[Given instruction] Gather every line in the entries below that contains the word "shirt", and copy each one in full.

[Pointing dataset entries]
** Begin **

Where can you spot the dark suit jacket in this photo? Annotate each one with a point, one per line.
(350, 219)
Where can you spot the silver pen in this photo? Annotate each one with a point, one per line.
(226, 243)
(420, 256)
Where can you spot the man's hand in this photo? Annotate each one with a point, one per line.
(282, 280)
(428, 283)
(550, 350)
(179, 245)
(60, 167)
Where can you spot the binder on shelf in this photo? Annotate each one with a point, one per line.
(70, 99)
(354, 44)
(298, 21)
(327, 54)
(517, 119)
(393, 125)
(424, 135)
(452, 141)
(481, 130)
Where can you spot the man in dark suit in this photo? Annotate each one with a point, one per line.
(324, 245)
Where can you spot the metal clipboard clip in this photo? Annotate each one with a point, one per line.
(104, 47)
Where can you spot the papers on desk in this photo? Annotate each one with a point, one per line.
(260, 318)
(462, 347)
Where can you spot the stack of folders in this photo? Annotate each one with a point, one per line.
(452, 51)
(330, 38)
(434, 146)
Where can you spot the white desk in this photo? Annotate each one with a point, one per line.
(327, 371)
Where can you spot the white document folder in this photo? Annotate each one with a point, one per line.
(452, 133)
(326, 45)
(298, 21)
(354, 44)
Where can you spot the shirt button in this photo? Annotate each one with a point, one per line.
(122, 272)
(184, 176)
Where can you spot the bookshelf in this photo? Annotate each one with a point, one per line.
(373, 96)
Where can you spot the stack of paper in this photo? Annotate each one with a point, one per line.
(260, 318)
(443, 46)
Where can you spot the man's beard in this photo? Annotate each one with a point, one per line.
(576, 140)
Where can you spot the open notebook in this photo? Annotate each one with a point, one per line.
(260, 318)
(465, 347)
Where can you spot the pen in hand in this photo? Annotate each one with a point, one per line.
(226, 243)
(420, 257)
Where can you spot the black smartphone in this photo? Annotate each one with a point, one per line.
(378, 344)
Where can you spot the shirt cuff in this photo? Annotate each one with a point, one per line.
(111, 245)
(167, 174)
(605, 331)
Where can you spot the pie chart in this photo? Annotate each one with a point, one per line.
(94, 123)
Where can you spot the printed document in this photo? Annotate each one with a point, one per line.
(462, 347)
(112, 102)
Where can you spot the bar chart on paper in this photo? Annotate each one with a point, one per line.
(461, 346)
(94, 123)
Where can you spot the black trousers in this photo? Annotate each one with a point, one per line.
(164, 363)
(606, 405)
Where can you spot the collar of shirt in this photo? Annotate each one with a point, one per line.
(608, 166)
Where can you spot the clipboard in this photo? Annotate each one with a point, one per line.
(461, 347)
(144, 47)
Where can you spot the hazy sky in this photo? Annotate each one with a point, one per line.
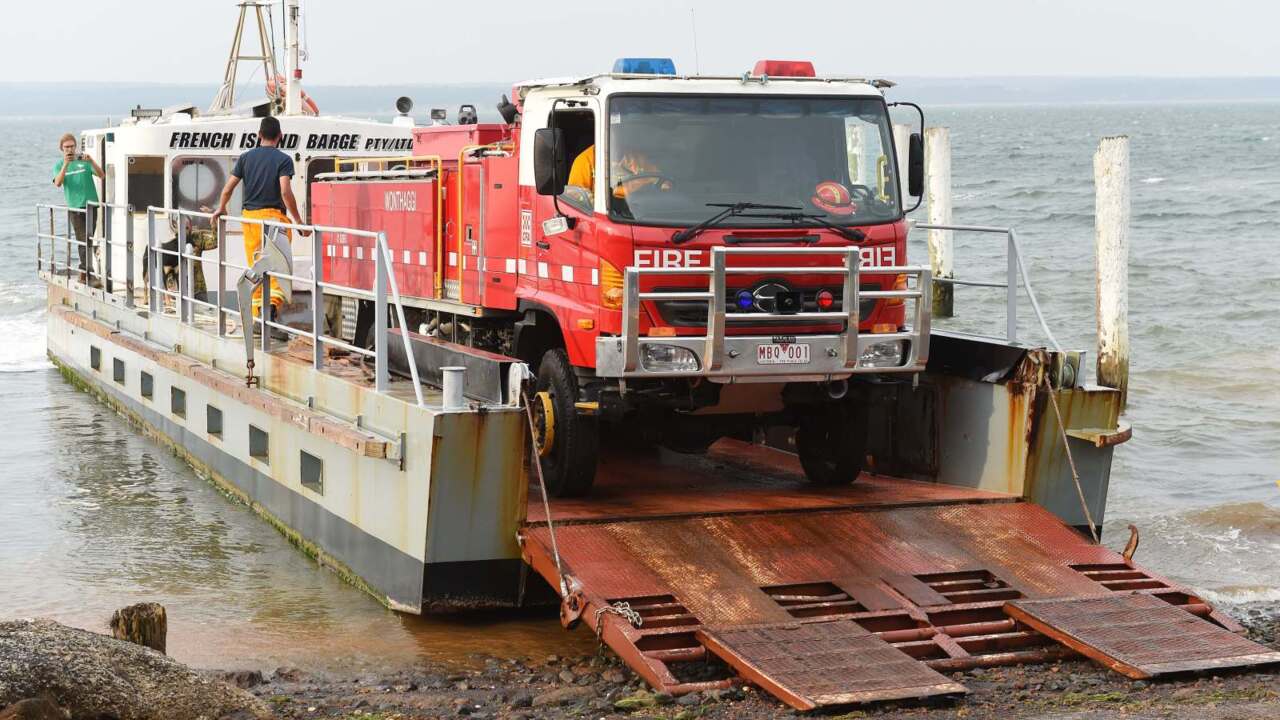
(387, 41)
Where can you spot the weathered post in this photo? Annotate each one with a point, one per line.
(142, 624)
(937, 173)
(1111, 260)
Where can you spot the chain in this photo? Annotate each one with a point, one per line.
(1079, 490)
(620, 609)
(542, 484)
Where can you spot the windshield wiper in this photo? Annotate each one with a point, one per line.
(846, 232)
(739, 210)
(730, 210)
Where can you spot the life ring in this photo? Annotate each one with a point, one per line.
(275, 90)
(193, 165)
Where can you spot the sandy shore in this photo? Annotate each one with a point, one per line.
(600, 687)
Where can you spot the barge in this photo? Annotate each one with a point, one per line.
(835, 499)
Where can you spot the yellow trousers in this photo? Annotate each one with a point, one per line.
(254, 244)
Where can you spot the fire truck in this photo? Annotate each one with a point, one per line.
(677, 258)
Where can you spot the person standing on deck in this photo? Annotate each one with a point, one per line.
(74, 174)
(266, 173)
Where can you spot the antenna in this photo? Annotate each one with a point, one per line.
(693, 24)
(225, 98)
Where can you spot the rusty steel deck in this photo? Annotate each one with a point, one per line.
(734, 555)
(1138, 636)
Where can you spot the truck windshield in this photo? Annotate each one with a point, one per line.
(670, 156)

** End **
** Begin **

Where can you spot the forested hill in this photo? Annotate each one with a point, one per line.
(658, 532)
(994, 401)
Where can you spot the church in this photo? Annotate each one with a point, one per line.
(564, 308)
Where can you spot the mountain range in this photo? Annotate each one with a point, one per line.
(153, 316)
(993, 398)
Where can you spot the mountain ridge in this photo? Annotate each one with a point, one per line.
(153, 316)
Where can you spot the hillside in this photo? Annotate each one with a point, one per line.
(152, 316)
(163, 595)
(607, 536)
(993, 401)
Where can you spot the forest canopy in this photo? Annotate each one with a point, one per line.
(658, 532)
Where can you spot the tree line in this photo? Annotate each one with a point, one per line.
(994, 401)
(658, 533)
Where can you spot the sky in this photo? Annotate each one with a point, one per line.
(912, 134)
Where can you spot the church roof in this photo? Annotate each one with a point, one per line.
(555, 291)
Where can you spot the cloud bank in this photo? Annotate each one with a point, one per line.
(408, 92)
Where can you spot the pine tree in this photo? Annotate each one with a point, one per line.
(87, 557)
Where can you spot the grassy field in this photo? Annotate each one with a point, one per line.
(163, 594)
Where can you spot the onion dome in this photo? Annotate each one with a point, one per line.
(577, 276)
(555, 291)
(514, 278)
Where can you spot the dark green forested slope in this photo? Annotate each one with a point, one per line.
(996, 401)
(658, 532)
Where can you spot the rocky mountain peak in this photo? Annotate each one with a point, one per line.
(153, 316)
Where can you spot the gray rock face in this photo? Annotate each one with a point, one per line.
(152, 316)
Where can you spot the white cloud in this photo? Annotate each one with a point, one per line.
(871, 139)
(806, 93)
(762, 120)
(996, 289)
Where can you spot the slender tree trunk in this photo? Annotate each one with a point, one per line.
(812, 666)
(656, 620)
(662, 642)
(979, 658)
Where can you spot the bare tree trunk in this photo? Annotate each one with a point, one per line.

** End **
** Begin **

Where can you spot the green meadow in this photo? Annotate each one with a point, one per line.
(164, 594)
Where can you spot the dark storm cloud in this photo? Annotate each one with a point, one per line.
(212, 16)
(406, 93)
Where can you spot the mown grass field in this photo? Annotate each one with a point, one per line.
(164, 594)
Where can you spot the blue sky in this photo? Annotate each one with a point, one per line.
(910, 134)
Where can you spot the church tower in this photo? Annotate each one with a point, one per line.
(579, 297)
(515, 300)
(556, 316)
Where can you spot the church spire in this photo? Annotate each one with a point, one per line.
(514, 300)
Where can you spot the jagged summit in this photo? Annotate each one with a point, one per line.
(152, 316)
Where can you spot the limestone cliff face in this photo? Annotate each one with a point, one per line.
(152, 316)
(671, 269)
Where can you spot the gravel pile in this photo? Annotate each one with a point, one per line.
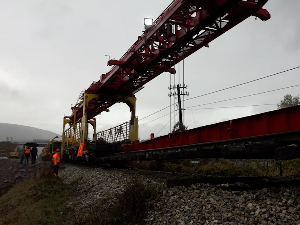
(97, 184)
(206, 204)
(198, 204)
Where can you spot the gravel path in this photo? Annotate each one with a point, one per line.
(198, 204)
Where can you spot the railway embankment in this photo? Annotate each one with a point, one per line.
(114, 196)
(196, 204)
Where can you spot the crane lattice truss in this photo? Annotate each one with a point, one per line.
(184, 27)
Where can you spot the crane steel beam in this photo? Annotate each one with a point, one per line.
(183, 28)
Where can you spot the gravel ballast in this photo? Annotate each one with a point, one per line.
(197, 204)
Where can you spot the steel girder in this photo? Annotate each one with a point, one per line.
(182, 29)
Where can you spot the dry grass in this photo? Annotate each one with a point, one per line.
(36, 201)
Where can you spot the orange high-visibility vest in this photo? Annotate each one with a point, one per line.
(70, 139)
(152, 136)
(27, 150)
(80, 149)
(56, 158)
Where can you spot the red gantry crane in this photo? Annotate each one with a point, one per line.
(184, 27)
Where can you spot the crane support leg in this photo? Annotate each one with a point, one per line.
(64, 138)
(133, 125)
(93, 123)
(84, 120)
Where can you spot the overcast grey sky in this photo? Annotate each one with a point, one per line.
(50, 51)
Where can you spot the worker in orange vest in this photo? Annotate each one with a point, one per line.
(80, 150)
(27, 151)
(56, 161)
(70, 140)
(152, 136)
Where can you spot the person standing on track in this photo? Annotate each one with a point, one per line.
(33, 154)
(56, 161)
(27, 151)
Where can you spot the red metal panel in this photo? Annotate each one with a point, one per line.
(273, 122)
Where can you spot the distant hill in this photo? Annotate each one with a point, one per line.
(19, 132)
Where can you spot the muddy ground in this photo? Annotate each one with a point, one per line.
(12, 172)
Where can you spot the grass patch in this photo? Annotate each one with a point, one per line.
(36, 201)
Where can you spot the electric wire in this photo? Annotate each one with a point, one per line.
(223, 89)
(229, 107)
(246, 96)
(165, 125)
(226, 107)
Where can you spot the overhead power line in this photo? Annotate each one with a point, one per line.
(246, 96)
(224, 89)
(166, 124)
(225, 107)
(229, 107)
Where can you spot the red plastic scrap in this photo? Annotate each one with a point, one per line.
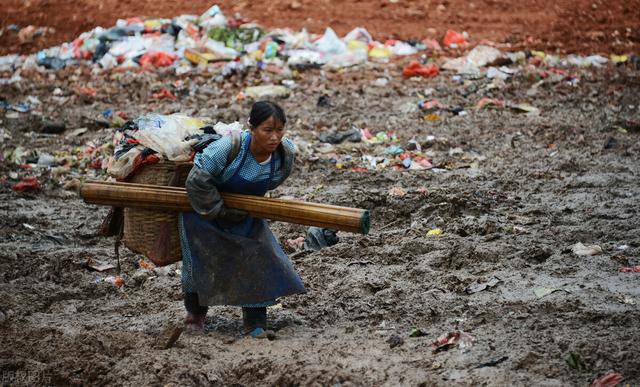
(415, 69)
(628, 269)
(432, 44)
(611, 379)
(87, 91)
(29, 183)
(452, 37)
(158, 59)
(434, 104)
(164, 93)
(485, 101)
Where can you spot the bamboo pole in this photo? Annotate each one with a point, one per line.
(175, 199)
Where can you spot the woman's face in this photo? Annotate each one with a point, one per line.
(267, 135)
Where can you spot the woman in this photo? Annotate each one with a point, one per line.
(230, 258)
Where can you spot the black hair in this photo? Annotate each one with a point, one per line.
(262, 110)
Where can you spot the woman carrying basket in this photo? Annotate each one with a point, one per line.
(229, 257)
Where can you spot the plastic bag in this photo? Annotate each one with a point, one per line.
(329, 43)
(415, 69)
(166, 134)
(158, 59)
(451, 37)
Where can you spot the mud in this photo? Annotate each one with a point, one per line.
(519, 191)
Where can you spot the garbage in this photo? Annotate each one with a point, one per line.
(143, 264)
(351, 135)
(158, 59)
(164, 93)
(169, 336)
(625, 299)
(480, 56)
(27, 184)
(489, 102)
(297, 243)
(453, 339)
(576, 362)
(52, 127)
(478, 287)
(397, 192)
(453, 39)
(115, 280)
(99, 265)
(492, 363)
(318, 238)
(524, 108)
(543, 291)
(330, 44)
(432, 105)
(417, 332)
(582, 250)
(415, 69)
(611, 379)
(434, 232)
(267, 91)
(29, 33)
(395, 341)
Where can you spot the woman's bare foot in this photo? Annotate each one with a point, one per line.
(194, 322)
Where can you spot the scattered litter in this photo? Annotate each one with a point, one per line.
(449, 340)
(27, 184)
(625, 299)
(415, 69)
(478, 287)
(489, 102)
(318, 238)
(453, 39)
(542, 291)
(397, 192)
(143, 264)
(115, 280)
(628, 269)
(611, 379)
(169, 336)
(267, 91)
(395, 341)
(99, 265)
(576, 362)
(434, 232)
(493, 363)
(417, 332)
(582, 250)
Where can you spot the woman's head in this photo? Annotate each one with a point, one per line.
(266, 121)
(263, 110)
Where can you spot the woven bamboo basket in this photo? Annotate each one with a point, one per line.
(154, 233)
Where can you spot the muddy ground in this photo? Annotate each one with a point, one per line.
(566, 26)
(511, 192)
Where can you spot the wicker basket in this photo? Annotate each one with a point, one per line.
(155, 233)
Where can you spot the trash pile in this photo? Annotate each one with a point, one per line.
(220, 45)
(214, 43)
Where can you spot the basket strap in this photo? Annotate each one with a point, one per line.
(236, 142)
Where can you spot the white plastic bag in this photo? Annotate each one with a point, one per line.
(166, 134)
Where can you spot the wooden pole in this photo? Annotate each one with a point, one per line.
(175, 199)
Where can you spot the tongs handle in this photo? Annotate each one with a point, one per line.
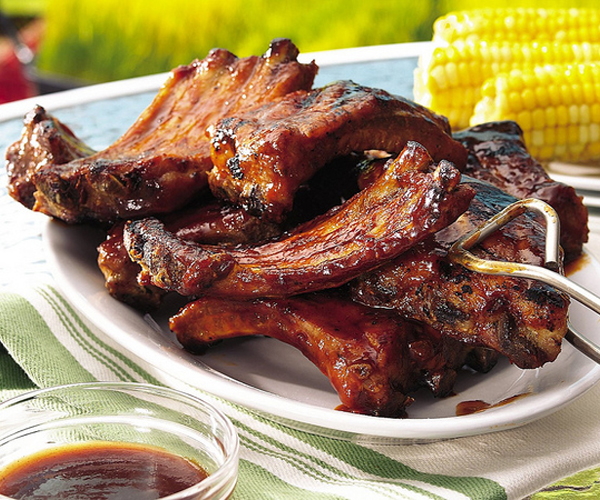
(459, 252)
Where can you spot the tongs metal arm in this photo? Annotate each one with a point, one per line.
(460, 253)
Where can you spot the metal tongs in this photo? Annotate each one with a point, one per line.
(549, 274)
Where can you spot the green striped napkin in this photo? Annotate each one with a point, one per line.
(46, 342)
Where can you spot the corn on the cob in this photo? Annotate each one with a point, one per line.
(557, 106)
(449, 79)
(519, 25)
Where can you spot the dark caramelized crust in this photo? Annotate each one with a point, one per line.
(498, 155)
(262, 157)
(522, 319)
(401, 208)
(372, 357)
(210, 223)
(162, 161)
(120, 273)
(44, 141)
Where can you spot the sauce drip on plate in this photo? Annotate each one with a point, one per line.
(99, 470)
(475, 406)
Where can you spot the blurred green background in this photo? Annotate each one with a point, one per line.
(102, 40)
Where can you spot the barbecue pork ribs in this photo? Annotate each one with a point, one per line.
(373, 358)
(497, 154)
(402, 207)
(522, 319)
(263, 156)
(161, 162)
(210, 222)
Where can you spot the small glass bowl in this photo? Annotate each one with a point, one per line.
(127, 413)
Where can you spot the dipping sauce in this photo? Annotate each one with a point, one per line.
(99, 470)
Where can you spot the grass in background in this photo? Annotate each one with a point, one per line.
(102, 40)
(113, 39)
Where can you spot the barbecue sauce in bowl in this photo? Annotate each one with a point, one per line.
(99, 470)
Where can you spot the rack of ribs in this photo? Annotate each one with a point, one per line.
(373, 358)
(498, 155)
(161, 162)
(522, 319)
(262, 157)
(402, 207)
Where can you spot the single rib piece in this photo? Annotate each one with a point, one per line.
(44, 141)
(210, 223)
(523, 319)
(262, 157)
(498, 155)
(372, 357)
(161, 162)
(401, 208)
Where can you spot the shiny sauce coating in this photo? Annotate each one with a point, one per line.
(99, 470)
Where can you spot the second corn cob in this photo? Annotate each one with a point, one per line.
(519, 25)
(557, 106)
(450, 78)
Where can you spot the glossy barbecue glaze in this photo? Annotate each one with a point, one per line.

** End **

[Output of the exercise]
Where can you spot the shirt button in this photo? Annotate each one with a point, one per line.
Where can you spot the shirt cuff in this photo? Annotate each one with a point, one per line.
Where can you spot the collar of shirt in this photo? Annotate each one with a point, one per line.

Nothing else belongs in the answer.